• [Task requirements] Exactly as written, give back every record below.

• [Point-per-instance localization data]
▬▬▬▬▬▬▬▬▬▬
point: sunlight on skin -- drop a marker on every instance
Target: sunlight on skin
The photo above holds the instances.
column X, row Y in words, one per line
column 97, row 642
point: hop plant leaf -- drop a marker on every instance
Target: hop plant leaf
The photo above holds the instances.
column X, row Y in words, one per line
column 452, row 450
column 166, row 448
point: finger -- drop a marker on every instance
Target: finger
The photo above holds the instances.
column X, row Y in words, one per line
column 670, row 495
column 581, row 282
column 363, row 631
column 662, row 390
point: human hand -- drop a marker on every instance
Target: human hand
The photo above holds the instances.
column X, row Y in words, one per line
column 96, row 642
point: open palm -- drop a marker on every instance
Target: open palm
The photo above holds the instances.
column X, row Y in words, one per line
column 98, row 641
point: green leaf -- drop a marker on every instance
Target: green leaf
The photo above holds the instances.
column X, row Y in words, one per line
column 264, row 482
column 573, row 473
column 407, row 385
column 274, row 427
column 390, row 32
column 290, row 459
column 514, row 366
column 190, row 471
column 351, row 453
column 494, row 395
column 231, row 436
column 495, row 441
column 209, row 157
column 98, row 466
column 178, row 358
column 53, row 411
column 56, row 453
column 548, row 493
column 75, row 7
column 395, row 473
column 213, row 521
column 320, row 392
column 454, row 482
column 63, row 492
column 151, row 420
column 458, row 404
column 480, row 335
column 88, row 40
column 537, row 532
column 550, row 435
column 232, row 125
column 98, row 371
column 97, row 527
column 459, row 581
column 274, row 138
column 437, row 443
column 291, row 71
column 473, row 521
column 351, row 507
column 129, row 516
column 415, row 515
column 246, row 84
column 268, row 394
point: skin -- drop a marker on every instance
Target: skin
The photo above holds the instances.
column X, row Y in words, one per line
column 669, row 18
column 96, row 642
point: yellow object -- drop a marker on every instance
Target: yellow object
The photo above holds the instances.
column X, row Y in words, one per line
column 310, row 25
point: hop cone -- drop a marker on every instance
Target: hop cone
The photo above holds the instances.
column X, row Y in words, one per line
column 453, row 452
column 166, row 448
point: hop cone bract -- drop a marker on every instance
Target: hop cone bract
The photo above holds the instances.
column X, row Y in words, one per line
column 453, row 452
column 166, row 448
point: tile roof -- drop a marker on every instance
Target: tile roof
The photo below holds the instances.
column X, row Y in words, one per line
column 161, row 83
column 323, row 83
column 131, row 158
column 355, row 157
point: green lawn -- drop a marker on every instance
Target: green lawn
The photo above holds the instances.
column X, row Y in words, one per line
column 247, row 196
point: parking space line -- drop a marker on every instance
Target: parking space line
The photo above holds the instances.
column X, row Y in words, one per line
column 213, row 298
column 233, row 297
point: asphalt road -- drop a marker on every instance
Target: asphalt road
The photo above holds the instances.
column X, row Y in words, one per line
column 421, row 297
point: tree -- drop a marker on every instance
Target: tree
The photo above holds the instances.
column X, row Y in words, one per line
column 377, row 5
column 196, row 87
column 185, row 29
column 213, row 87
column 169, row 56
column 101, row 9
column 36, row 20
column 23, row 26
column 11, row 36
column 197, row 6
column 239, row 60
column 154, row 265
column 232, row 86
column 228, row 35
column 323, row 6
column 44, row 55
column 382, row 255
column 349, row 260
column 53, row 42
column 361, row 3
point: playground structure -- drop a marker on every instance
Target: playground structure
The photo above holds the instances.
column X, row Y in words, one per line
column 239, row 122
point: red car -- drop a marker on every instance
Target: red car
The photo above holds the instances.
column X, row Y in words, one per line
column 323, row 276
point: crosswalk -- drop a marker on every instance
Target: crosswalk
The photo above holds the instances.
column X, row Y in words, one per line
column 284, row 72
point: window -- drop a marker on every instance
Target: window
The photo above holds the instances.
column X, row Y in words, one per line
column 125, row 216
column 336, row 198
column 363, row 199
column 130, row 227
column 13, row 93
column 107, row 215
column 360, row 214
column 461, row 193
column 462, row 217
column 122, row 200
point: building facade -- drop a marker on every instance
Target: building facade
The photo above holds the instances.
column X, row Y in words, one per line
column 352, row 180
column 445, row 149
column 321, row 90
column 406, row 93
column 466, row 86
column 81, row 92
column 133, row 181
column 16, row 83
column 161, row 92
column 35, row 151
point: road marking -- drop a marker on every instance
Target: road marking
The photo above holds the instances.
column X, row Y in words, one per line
▬▬▬▬▬▬▬▬▬▬
• [Output of the task]
point: sunlight on skin -- drop a marker on every instance
Target: sunlight on skin
The photo above holds the instances.
column X, row Y in words, one per line
column 97, row 642
point: hop plant leaf -- drop a marker on every instance
Target: hop plant leaf
The photo above holds the instances.
column X, row Y in words, one per line
column 452, row 450
column 166, row 448
point: finger -- drop a marker on every instance
Target: finger
The photo above holds the instances.
column X, row Y in words, one per line
column 670, row 495
column 581, row 282
column 363, row 631
column 662, row 390
point: human hand -- drop a marker on every instance
Target: human hand
The photo above holds the instances.
column X, row Y in words, one per line
column 96, row 642
point: open palm -- drop a marker on every instance
Target: open palm
The photo above holds the instances.
column X, row Y in words, one per line
column 98, row 641
point: green leaf -- drop a marker on every instance
Target: green leaf
The photo above holds the instances.
column X, row Y in words, one per line
column 264, row 482
column 573, row 473
column 407, row 385
column 274, row 427
column 390, row 32
column 290, row 459
column 514, row 366
column 190, row 471
column 351, row 453
column 494, row 395
column 231, row 436
column 495, row 441
column 209, row 157
column 98, row 466
column 178, row 358
column 53, row 411
column 56, row 453
column 548, row 493
column 75, row 7
column 395, row 473
column 213, row 521
column 320, row 392
column 454, row 482
column 63, row 492
column 151, row 420
column 458, row 404
column 480, row 335
column 88, row 40
column 537, row 532
column 550, row 435
column 232, row 125
column 98, row 371
column 97, row 527
column 459, row 581
column 274, row 138
column 437, row 443
column 291, row 71
column 473, row 521
column 351, row 507
column 129, row 516
column 415, row 515
column 246, row 84
column 268, row 394
point: skin -- drop a marker on every instance
Target: skin
The photo above holds the instances.
column X, row Y in words, one per line
column 669, row 18
column 96, row 642
point: yellow object -- drop a marker on every instance
Target: yellow object
The photo above holds the instances.
column X, row Y in words, one per line
column 310, row 25
point: hop cone -- drop a marker on every instance
Target: hop cone
The photo above holds the instances.
column X, row Y in words, one per line
column 453, row 452
column 166, row 448
point: hop cone bract -- drop a marker on every instance
Target: hop cone bract
The photo above holds the instances.
column X, row Y in words, one per line
column 453, row 452
column 166, row 448
point: tile roof -- drop a marker on every instance
Target: tile roof
The photo below holds the instances.
column X, row Y in words, one per line
column 161, row 83
column 323, row 83
column 131, row 158
column 355, row 157
point: green lawn -- drop a marker on every instance
Target: green lawn
The photo above holds the instances.
column X, row Y in words, one per line
column 247, row 196
point: parking space line -- drop a marker on every instance
Target: parking space line
The photo above holds the instances.
column X, row Y in words, one per line
column 213, row 298
column 233, row 297
point: asphalt road -- drop a marker on every instance
Target: asphalt road
The photo above holds the instances.
column X, row Y in words, one per line
column 421, row 297
point: tree -- drop a marker on every instance
Target: tree
The photo above holds the instances.
column X, row Y in words, one per line
column 377, row 5
column 196, row 87
column 185, row 29
column 213, row 87
column 169, row 56
column 101, row 9
column 36, row 20
column 23, row 26
column 11, row 36
column 197, row 6
column 239, row 60
column 154, row 265
column 232, row 86
column 228, row 35
column 323, row 6
column 44, row 55
column 382, row 255
column 349, row 260
column 53, row 42
column 361, row 3
point: playground structure -- drop a marker on every instance
Target: playground structure
The photo above holds the instances.
column X, row Y in words, one per line
column 239, row 122
point: red car -- drop a marker on every instance
Target: red car
The photo above holds the instances.
column X, row Y in words, one per line
column 323, row 276
point: crosswalk -- drop a marker on every instance
Target: crosswalk
The photo above holds the instances.
column X, row Y in words, one per line
column 284, row 72
point: window -- drop a marker on every instance
Target: window
The photo above holds the instances.
column X, row Y in words, one per line
column 125, row 216
column 336, row 198
column 363, row 199
column 130, row 227
column 13, row 93
column 107, row 215
column 360, row 214
column 461, row 193
column 462, row 217
column 122, row 200
point: building facade -- drop a marker on every instance
Target: building facade
The photo above holds the instances.
column X, row Y in words, one per line
column 352, row 180
column 445, row 149
column 321, row 90
column 406, row 93
column 466, row 86
column 81, row 92
column 133, row 181
column 16, row 83
column 161, row 92
column 35, row 151
point: road marking -- drop a marker on every instance
Target: road marking
The photo above holds the instances.
column X, row Y in words, one per line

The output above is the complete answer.